**Dataset records**.
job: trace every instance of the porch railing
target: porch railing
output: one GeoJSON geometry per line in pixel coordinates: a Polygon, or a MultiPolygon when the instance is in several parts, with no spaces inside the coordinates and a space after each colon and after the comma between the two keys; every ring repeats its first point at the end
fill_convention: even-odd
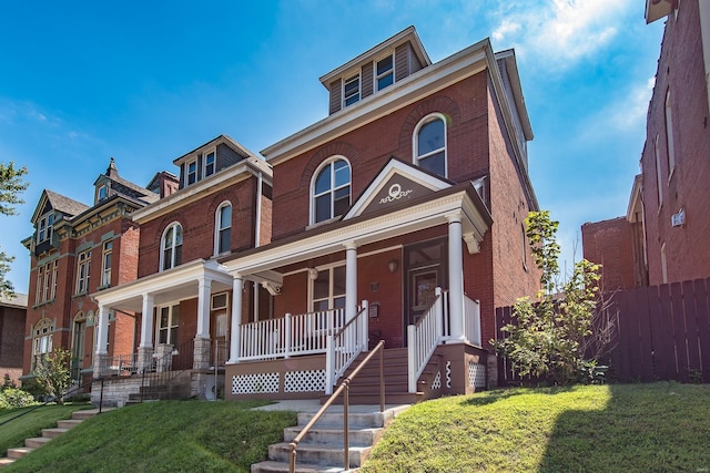
{"type": "Polygon", "coordinates": [[[345,326],[334,335],[327,336],[325,352],[325,393],[332,394],[333,387],[355,358],[367,351],[367,301],[363,301],[361,309],[345,326]]]}
{"type": "Polygon", "coordinates": [[[444,337],[444,297],[436,288],[436,299],[429,310],[415,323],[407,327],[409,392],[417,391],[417,380],[426,363],[444,337]]]}
{"type": "Polygon", "coordinates": [[[345,325],[344,309],[245,323],[240,327],[240,361],[325,353],[328,336],[345,325]]]}

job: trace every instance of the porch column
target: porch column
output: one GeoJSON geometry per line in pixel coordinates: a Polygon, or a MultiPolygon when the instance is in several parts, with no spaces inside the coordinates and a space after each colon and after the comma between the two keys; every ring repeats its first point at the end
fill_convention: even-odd
{"type": "Polygon", "coordinates": [[[232,330],[230,330],[230,363],[240,361],[240,327],[242,325],[242,275],[232,281],[232,330]]]}
{"type": "Polygon", "coordinates": [[[450,339],[464,341],[464,245],[460,213],[448,220],[448,316],[450,339]]]}
{"type": "Polygon", "coordinates": [[[345,320],[357,315],[357,245],[345,244],[345,320]]]}
{"type": "Polygon", "coordinates": [[[143,312],[141,313],[141,345],[138,347],[138,366],[145,370],[153,362],[153,295],[143,295],[143,312]]]}
{"type": "Polygon", "coordinates": [[[212,280],[200,278],[197,289],[197,333],[193,350],[192,368],[204,370],[210,368],[210,295],[212,280]]]}
{"type": "Polygon", "coordinates": [[[109,356],[106,351],[106,345],[109,342],[109,309],[103,305],[99,305],[98,312],[99,317],[94,329],[97,333],[95,356],[93,357],[94,378],[103,376],[109,356]]]}

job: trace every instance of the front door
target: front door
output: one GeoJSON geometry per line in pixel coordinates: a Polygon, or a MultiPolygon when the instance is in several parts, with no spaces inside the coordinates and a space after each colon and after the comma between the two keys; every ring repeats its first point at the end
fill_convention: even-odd
{"type": "Polygon", "coordinates": [[[437,287],[446,287],[446,240],[420,243],[405,248],[405,313],[407,326],[416,323],[432,307],[437,287]]]}

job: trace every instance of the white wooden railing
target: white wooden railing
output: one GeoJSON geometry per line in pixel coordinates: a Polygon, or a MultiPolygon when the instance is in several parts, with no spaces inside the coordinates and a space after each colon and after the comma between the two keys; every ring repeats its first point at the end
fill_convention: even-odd
{"type": "Polygon", "coordinates": [[[415,325],[407,327],[409,392],[417,391],[417,380],[444,337],[444,297],[436,288],[436,299],[415,325]]]}
{"type": "Polygon", "coordinates": [[[480,347],[480,302],[464,296],[464,335],[470,345],[480,347]]]}
{"type": "Polygon", "coordinates": [[[345,373],[355,358],[367,351],[367,301],[364,300],[357,315],[335,333],[327,336],[325,352],[325,393],[332,394],[338,378],[345,373]]]}
{"type": "Polygon", "coordinates": [[[344,309],[261,320],[240,327],[242,361],[291,358],[296,354],[325,353],[327,338],[342,329],[344,309]]]}

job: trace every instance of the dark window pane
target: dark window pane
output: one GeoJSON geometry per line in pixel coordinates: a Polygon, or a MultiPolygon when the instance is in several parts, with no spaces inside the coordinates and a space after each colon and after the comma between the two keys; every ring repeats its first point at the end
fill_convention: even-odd
{"type": "Polygon", "coordinates": [[[418,136],[418,155],[423,156],[433,151],[444,147],[444,122],[435,120],[419,128],[418,136]]]}
{"type": "Polygon", "coordinates": [[[331,218],[331,195],[322,195],[315,199],[315,222],[331,218]]]}

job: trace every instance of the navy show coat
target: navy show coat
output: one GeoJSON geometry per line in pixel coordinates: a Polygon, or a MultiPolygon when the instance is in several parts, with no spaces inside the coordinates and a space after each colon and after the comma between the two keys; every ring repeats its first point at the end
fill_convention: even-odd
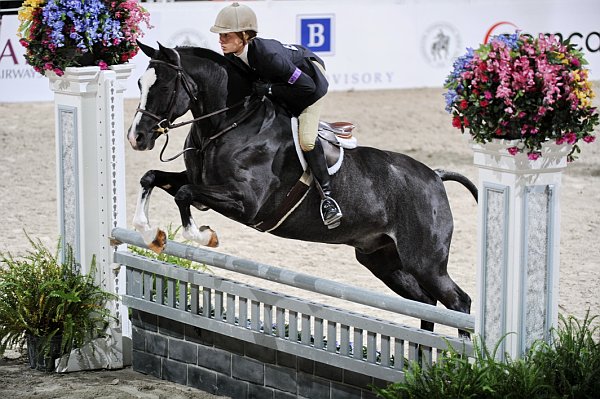
{"type": "MultiPolygon", "coordinates": [[[[233,54],[226,57],[243,63],[233,54]]],[[[259,37],[248,42],[250,69],[258,79],[272,84],[272,97],[295,116],[327,93],[327,79],[312,61],[325,67],[321,58],[298,44],[282,44],[259,37]]]]}

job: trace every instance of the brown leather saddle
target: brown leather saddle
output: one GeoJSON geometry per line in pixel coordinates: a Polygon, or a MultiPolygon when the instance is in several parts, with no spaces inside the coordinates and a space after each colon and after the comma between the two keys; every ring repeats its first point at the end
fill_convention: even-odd
{"type": "Polygon", "coordinates": [[[332,167],[339,161],[341,147],[352,148],[344,146],[343,140],[352,139],[352,131],[355,127],[351,122],[319,121],[319,134],[317,137],[321,140],[328,167],[332,167]]]}

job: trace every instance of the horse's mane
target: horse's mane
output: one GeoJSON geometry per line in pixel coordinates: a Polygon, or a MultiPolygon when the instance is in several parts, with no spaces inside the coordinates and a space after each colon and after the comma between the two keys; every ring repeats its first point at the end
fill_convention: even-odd
{"type": "Polygon", "coordinates": [[[178,46],[175,50],[180,54],[191,55],[193,57],[205,58],[214,61],[220,65],[227,66],[229,61],[223,55],[204,47],[178,46]]]}

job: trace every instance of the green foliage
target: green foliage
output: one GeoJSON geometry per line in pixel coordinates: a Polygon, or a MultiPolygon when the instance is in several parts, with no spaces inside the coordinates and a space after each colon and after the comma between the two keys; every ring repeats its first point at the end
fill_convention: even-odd
{"type": "Polygon", "coordinates": [[[600,392],[600,326],[561,316],[553,342],[536,342],[520,359],[496,360],[477,340],[474,357],[450,350],[427,369],[416,363],[404,382],[375,388],[379,397],[399,398],[596,398],[600,392]]]}
{"type": "Polygon", "coordinates": [[[95,261],[82,275],[69,245],[61,261],[60,242],[52,253],[27,238],[32,248],[25,255],[0,253],[0,355],[23,347],[27,335],[41,339],[44,353],[53,337],[61,337],[61,354],[102,335],[110,320],[105,305],[116,296],[94,283],[95,261]]]}

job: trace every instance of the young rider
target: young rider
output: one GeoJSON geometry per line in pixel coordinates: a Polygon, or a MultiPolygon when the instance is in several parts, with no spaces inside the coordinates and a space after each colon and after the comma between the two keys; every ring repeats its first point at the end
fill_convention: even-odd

**Exercise objective**. Select every line of the items above that contains the word "pane" and copy each one out.

**Exercise response**.
job: trace every instance of the dark window pane
target: dark window pane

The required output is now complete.